## QUOTED TEXT
Burlington Northern Railroad Company v. Woods

Decision Date24 February 1987
Docket NumberNo. 85-1088,85-1088
CitationBurlington Northern Railroad Company v. Woods, 480 U.S. 1, 107 S.Ct. 967, 94 L.Ed.2d 1 (1987)
PartiesBURLINGTON NORTHERN RAILROAD COMPANY, Petitioner, v. Alan WOODS and Cara Woods
CourtU.S. Supreme Court
Syllabus

An Alabama statute requires an appellate court, upon affirming a money judgment without substantial modification, to impose a 10% penalty on any appellant who had obtained a stay of that judgment by executing a bond. The statute's purposes are to penalize frivolous appeals and those interposed for delay, and to provide appellees with additional compensation for having to suffer the ordeal of appeal. Upon affirming without modification a judgment for respondents in their federal diversity action arising from a motorcycle accident, the Eleventh Circuit imposed the Alabama statute's penalty on petitioner, which had posted bond to stay the judgment pending appeal.

Location identification entries:
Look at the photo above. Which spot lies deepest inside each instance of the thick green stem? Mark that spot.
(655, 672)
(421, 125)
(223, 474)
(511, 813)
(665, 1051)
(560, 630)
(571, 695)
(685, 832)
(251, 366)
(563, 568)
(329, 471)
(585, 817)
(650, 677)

## YOUR TASKS
a. In the Burlington Northern case syllabus, switch "motorcycle accident" to "car accident" in the stretch from "An Alabama statute" through "judgment pending appeal.", and give that stretch again.
b. According to the Burlington Northern case syllabus, what percentage penalty does the Alabama statute require an appellate court to impose?
c. Condense the paragraph of the Burlington Northern case syllabus beginning "An Alabama statute requires" into a short list that keeps its main facts.

## SET OF ANSWERS
a.
An Alabama statute requires an appellate court, upon affirming a money judgment without substantial modification, to impose a 10% penalty on any appellant who had obtained a stay of that judgment by executing a bond. The statute's purposes are to penalize frivolous appeals and those interposed for delay, and to provide appellees with additional compensation for having to suffer the ordeal of appeal. Upon affirming without modification a judgment for respondents in their federal diversity action arising from a car accident, the Eleventh Circuit imposed the Alabama statute's penalty on petitioner, which had posted bond to stay the judgment pending appeal.

b. 10%

c.
- An Alabama statute requires an appellate court that affirms a money judgment without substantial modification to impose a 10% penalty on an appellant who stayed the judgment by executing a bond.
- The statute aims to penalize frivolous or delaying appeals and to give appellees added compensation for the ordeal of appeal.
- In respondents' federal diversity action over a motorcycle accident, the Eleventh Circuit affirmed their judgment without modification.
- It then imposed the statute's penalty on petitioner, which had posted bond to stay the judgment pending appeal.